*** Opening Working data ***

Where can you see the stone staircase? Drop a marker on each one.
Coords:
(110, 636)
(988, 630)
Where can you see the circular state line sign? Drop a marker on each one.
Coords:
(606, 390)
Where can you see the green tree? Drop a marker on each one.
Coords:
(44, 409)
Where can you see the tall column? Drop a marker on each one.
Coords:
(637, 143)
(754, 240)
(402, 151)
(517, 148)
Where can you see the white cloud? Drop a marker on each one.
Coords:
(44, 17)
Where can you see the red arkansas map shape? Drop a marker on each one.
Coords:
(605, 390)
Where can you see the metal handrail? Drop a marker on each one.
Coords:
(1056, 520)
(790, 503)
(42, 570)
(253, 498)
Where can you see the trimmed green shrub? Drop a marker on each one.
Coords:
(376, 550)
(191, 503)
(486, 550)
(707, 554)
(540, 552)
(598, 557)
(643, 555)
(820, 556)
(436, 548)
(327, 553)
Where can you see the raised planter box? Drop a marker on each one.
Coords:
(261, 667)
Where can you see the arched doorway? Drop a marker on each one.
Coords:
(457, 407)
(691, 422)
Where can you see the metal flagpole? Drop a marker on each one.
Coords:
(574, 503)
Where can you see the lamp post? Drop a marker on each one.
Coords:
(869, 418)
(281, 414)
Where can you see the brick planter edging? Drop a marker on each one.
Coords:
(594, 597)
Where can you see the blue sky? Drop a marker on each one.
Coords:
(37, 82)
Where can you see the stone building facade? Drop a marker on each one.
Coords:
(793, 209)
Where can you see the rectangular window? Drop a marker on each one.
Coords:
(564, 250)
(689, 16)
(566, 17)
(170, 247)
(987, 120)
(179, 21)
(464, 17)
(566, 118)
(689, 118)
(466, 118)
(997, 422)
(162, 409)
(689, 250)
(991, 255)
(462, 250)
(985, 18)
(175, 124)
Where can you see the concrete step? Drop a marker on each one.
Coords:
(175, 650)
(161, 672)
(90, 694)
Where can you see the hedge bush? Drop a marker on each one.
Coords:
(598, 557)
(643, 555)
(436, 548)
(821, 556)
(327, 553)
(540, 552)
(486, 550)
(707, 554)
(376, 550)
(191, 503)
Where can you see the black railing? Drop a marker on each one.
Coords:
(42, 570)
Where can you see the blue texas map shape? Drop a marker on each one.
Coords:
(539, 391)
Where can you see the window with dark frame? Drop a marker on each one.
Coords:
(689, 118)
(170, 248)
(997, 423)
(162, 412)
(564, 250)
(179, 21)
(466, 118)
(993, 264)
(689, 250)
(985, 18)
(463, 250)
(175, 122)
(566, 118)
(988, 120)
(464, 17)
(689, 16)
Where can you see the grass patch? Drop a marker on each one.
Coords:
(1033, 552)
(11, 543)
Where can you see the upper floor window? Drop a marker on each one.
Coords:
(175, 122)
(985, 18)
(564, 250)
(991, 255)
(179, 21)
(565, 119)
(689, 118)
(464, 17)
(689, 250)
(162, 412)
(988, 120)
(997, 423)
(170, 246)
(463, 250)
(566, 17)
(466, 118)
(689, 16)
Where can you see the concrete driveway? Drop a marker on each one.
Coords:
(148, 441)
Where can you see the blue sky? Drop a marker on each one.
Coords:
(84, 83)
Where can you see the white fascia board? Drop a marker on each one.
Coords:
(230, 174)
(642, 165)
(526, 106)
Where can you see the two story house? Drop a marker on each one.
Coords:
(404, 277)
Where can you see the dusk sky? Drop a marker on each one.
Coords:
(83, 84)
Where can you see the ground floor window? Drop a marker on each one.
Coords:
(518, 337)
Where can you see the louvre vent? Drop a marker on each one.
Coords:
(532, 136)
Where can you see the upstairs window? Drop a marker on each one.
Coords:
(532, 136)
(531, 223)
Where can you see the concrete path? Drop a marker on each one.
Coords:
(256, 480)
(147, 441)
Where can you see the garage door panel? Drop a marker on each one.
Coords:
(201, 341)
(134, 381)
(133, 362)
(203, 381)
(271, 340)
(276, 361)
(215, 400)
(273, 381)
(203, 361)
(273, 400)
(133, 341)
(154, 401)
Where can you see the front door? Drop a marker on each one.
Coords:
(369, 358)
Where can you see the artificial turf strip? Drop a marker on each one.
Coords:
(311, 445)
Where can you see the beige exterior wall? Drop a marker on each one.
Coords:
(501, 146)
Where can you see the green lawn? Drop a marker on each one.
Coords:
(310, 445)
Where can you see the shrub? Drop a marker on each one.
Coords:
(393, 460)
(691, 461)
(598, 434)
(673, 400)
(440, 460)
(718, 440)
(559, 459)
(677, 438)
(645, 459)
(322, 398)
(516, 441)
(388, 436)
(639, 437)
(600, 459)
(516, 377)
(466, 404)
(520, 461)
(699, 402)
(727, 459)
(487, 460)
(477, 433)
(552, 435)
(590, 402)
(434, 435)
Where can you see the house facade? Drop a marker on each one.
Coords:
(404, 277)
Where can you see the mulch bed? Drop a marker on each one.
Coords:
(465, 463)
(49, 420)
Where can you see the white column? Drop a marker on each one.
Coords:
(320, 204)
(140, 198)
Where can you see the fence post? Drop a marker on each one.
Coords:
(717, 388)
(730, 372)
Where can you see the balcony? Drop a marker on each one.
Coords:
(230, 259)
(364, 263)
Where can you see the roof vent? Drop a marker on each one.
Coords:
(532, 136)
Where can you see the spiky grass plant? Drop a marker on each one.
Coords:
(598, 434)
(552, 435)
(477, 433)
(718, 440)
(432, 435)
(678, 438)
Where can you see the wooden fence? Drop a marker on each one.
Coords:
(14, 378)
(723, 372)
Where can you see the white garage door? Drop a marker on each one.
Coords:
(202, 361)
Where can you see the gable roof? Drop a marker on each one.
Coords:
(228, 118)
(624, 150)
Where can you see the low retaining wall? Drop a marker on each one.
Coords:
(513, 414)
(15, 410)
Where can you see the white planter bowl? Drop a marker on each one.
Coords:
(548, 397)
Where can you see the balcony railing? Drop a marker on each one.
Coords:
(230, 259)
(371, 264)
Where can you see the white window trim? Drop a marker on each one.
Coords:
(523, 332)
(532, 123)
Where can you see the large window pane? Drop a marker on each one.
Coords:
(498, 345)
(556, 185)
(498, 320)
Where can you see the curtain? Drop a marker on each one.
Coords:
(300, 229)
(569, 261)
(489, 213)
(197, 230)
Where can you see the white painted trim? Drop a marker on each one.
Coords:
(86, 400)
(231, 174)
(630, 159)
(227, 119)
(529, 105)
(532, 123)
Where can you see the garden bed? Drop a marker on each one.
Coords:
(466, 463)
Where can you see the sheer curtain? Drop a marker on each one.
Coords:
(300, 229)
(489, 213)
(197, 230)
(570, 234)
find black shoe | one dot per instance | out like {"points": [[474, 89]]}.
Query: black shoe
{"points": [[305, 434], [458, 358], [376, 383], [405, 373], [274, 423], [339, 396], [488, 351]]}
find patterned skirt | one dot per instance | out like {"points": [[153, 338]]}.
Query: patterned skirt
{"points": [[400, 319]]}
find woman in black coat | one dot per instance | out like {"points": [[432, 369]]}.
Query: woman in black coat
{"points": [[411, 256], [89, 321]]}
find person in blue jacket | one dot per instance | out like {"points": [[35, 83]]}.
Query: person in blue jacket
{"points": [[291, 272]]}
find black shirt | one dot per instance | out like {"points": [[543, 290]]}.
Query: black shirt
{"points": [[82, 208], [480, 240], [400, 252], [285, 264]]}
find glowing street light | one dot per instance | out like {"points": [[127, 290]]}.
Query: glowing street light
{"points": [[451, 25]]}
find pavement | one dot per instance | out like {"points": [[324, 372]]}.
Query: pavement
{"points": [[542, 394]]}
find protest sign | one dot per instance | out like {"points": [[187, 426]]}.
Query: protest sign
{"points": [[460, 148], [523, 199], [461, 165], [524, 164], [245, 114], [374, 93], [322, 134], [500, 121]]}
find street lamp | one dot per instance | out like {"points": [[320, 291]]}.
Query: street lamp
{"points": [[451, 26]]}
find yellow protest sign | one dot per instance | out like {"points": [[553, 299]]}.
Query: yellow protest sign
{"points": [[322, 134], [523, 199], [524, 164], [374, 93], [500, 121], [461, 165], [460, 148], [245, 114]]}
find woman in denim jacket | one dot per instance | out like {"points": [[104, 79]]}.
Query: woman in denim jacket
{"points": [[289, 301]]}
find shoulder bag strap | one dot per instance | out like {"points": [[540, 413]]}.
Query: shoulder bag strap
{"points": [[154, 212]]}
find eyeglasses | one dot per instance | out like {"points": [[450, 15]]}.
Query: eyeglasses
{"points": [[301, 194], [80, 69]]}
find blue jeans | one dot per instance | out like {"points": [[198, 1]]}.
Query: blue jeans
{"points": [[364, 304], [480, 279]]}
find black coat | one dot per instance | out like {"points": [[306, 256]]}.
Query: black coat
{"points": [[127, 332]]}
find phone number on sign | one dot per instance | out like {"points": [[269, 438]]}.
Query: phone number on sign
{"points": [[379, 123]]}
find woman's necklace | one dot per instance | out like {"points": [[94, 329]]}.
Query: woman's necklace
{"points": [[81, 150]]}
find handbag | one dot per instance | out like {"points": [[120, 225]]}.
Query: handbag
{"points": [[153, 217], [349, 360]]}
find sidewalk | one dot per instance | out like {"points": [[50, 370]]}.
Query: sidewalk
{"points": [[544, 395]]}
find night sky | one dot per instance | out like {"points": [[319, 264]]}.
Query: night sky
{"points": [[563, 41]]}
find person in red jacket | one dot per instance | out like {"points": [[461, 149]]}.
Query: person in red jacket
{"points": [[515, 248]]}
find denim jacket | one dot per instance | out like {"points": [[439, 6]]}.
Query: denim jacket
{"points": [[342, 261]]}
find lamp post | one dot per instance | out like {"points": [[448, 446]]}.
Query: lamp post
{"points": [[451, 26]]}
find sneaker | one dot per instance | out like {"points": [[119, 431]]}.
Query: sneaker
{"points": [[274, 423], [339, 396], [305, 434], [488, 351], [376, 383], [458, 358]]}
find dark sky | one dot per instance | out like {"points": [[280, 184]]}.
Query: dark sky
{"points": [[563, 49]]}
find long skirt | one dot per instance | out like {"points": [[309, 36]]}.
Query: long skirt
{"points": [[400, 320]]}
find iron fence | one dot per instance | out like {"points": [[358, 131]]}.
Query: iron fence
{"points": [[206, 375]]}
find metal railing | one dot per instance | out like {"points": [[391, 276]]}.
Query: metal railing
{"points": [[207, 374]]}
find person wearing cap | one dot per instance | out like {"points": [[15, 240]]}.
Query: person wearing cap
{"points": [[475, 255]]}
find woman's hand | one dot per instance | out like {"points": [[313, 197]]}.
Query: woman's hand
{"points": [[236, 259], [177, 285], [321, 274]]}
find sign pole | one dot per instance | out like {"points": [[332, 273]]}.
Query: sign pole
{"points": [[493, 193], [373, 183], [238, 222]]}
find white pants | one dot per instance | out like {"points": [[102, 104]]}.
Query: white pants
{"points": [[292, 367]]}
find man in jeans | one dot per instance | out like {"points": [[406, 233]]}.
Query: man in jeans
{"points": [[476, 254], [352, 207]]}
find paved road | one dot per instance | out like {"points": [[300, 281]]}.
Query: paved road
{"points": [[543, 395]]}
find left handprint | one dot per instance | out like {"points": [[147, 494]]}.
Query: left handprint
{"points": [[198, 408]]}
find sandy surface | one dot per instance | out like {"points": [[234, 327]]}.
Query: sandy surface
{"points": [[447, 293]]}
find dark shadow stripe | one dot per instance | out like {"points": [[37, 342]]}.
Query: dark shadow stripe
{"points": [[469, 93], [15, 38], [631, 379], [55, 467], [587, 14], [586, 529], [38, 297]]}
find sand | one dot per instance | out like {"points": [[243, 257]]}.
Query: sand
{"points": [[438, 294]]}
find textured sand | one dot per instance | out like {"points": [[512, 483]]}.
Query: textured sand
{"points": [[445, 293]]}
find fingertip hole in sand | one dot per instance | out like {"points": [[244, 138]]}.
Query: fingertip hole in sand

*** Closing Working data ***

● **Prompt**
Only the lines above, from the first through the one holding "Where can you see the trimmed", are to be output, and they must be copied exactly.

● **Answer box**
Where can you see the stone staircase? Drop a marker on each one.
Coords:
(110, 636)
(988, 630)
Where can you see the circular state line sign? Drop a marker on each one.
Coords:
(606, 390)
Where can you see the green tree? Drop a marker on each one.
Coords:
(44, 409)
Where can you see the tall column? Drop a marker on each one.
Coords:
(637, 143)
(754, 240)
(402, 151)
(517, 148)
Where can you see the white cloud? Drop a marker on each one.
Coords:
(44, 17)
Where can you see the red arkansas map shape? Drop a marker on each one.
Coords:
(605, 390)
Where can you see the metal handrail? Drop a marker on each one.
Coords:
(1056, 520)
(790, 503)
(42, 570)
(253, 498)
Where can you see the trimmed green shrub? Drop a marker on each one.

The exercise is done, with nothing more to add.